§ **Aim of the exercise**
Each record that comes next should be output exactly; pictures do not belong in the copy.

Point localization data
--- START ---

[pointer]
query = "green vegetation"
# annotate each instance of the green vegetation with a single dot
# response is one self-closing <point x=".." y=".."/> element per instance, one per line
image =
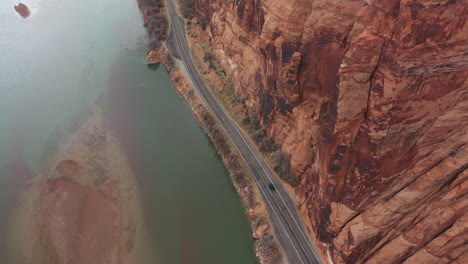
<point x="249" y="119"/>
<point x="156" y="23"/>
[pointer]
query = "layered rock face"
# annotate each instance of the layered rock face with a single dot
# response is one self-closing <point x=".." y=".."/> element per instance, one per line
<point x="370" y="101"/>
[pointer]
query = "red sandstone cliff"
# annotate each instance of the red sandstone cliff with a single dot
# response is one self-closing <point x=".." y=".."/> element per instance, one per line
<point x="369" y="99"/>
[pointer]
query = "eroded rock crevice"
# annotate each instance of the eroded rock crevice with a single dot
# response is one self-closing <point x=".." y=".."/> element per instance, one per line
<point x="368" y="99"/>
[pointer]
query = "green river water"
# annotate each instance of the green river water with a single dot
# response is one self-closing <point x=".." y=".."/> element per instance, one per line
<point x="71" y="56"/>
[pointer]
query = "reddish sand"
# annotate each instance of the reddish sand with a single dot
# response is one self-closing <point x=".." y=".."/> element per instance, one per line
<point x="22" y="10"/>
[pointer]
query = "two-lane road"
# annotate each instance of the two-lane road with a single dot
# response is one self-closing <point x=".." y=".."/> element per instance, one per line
<point x="285" y="220"/>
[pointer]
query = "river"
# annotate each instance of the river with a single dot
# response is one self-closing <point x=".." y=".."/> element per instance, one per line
<point x="74" y="71"/>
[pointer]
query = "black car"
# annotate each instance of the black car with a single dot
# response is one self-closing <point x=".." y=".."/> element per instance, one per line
<point x="271" y="186"/>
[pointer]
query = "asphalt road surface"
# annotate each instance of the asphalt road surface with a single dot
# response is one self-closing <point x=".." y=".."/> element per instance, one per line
<point x="286" y="223"/>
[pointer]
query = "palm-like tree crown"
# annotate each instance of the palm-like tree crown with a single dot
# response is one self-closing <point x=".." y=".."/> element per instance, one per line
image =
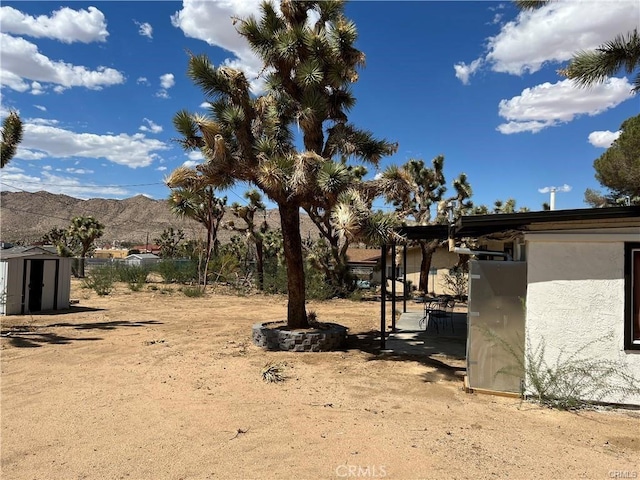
<point x="11" y="136"/>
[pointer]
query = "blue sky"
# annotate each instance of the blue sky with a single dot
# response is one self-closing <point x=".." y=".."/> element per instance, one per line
<point x="97" y="85"/>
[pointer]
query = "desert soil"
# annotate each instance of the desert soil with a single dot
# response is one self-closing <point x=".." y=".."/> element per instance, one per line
<point x="156" y="385"/>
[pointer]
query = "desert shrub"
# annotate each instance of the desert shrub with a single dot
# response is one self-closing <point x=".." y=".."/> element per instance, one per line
<point x="457" y="282"/>
<point x="134" y="276"/>
<point x="193" y="292"/>
<point x="275" y="277"/>
<point x="573" y="381"/>
<point x="317" y="287"/>
<point x="101" y="279"/>
<point x="224" y="267"/>
<point x="176" y="271"/>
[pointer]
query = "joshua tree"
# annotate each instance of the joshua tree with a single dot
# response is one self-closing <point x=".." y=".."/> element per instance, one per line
<point x="252" y="232"/>
<point x="309" y="67"/>
<point x="508" y="206"/>
<point x="86" y="230"/>
<point x="170" y="242"/>
<point x="589" y="67"/>
<point x="11" y="137"/>
<point x="414" y="189"/>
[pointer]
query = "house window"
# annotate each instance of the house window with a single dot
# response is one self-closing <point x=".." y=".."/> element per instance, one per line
<point x="632" y="296"/>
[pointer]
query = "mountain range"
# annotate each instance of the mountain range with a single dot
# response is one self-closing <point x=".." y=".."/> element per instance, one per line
<point x="26" y="217"/>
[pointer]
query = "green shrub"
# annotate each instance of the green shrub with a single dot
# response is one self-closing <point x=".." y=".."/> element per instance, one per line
<point x="101" y="279"/>
<point x="193" y="292"/>
<point x="133" y="275"/>
<point x="317" y="287"/>
<point x="573" y="381"/>
<point x="176" y="271"/>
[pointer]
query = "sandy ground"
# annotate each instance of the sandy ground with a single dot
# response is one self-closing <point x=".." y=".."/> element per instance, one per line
<point x="152" y="385"/>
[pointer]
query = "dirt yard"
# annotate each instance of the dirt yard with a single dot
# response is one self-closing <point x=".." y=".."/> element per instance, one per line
<point x="153" y="385"/>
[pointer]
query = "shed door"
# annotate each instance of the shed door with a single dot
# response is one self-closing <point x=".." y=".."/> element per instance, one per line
<point x="36" y="284"/>
<point x="42" y="285"/>
<point x="495" y="343"/>
<point x="50" y="289"/>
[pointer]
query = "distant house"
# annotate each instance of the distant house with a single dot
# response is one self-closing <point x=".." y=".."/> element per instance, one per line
<point x="364" y="263"/>
<point x="442" y="262"/>
<point x="565" y="284"/>
<point x="33" y="279"/>
<point x="147" y="248"/>
<point x="141" y="259"/>
<point x="110" y="253"/>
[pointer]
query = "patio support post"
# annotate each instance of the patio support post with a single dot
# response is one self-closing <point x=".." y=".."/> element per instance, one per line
<point x="383" y="298"/>
<point x="393" y="287"/>
<point x="404" y="278"/>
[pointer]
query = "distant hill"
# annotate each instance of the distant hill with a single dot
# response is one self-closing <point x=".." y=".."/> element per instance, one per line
<point x="26" y="217"/>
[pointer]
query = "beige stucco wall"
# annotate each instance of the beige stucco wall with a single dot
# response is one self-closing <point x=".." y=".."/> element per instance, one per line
<point x="442" y="260"/>
<point x="575" y="299"/>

--- END ---

§ **Answer space**
[pointer]
query = "green vegetation"
# annotate each instance of the green vegetation with a single dot
# response is one self-closing <point x=".." y=".."/> element per instance, one per line
image =
<point x="249" y="119"/>
<point x="156" y="23"/>
[pointer]
query = "layered rock face"
# annotate each instance of the layered rock face with a single dot
# response is one self-closing <point x=".." y=".."/> element per instance, one per line
<point x="370" y="101"/>
[pointer]
query = "red sandstone cliff"
# annotate each instance of the red sandstone cliff with a single dot
# response is one self-closing <point x=".." y=".."/> element per instance, one per line
<point x="369" y="99"/>
[pointer]
query = "eroded rock crevice"
# annotate each instance of the eroded rock crevice with a single dot
# response is one self-closing <point x=".." y=".."/> element per instance, one per line
<point x="368" y="99"/>
[pointer]
query = "green river water"
# annotate each instance of the green river water with a single dot
# response is one self-closing <point x=".." y=".."/> element per instance, one per line
<point x="71" y="56"/>
[pointer]
query = "reddish sand"
# annotate each instance of the reddish sand with a single dot
# response is one self-closing <point x=".." y=".."/> element per instance, one per line
<point x="22" y="10"/>
[pointer]
query = "two-lane road"
# annotate each instance of the two-lane road with a single dot
# response is one self-closing <point x=".." y=".."/> element per instance, one per line
<point x="285" y="220"/>
[pointer]
query = "river"
# annotate each instance of the river with a single dot
# response is one self-closing <point x=".." y=".."/> element per instance, one per line
<point x="74" y="71"/>
[pointer]
query = "black car"
# annotate each instance of the black car with a single dot
# response is one self-closing <point x=".." y=".."/> element per instance, one per line
<point x="271" y="186"/>
[pointer]
query = "asphalt road surface"
# annotate each instance of the asphalt road surface with a single dot
# response is one self-closing <point x=".." y=".."/> element per instance, one per line
<point x="286" y="223"/>
[pointer]
query = "palm-like tree crown"
# annotate each instance of the palm-like tree crown with a single dot
# response is one self-closing <point x=".." y=".."/> element per instance, one per line
image =
<point x="11" y="136"/>
[pointer]
query = "blue sky"
# annotate each instance of the blue sky with a single dot
# response is one self-closing <point x=".." y=".."/> element per instance, one per line
<point x="97" y="85"/>
[pointer]
query = "desert soil"
# annotate each instance of the desert soil with a single dot
# response is one self-closing <point x=".." y=".."/> element per instance, one per line
<point x="156" y="385"/>
[pointer]
query = "desert shrub"
# annotate each instance of the desert shrub with a single dot
# response is one self-closing <point x=".." y=".."/> element per instance, one per line
<point x="457" y="282"/>
<point x="134" y="276"/>
<point x="193" y="292"/>
<point x="275" y="277"/>
<point x="573" y="381"/>
<point x="317" y="287"/>
<point x="101" y="279"/>
<point x="224" y="267"/>
<point x="176" y="271"/>
[pointer]
query = "joshua tree"
# annotate each instance of the joshua tree with a single dot
# response is one self-closing <point x=".." y=".."/> element per instance, one per line
<point x="252" y="232"/>
<point x="309" y="67"/>
<point x="508" y="206"/>
<point x="86" y="230"/>
<point x="170" y="242"/>
<point x="589" y="67"/>
<point x="11" y="137"/>
<point x="414" y="189"/>
[pointer]
query = "house window"
# annotate each instance of the house window with a single dot
# response is one self-closing <point x=".." y=".."/> element per instance, one per line
<point x="632" y="296"/>
[pointer]
query = "mountain range"
# annotate each instance of the mountain range with a single dot
# response is one self-closing <point x=".." y=".."/> element per instance, one per line
<point x="26" y="217"/>
[pointer]
query = "green shrub"
# annotate each instance of the green shrub with a single dot
# response is one self-closing <point x=".." y=".."/> element per instance, one per line
<point x="101" y="279"/>
<point x="193" y="292"/>
<point x="133" y="275"/>
<point x="317" y="287"/>
<point x="573" y="381"/>
<point x="176" y="271"/>
[pointer]
query = "sandy ground"
# annotate each instance of the sandy ground with a single dot
# response is one self-closing <point x=".." y=".."/> element per instance, one per line
<point x="152" y="385"/>
[pointer]
query = "dirt yard"
# annotate each instance of the dirt yard with a single dot
# response is one self-closing <point x=".." y=".."/> element per instance, one per line
<point x="153" y="385"/>
[pointer]
query = "shed door"
# annotate each instance of the shed door with a single dot
# response is one self-closing <point x=".." y=".."/> element per instance, one per line
<point x="36" y="284"/>
<point x="42" y="285"/>
<point x="495" y="343"/>
<point x="50" y="289"/>
[pointer]
query = "distant house"
# annotate each instance of the distant house with a single dot
# response is one self-closing <point x=".." y=".."/> element per instance, one per line
<point x="364" y="263"/>
<point x="442" y="262"/>
<point x="565" y="284"/>
<point x="33" y="279"/>
<point x="147" y="248"/>
<point x="141" y="259"/>
<point x="110" y="253"/>
[pointer]
query = "patio support post"
# annotate each instance of the patio support post with a single dot
# response is one self-closing <point x=".." y=".."/> element per instance, one per line
<point x="383" y="298"/>
<point x="393" y="287"/>
<point x="404" y="278"/>
[pointer]
query = "distant hill"
# annotate each instance of the distant hill with a single dot
# response is one self-closing <point x=".." y=".."/> element per instance, one per line
<point x="26" y="217"/>
[pointer]
query = "beige stucco wall"
# annotate each instance of the beige stucco wall with a single dot
# response is one self-closing <point x=".." y=".."/> element per instance, one per line
<point x="442" y="260"/>
<point x="575" y="299"/>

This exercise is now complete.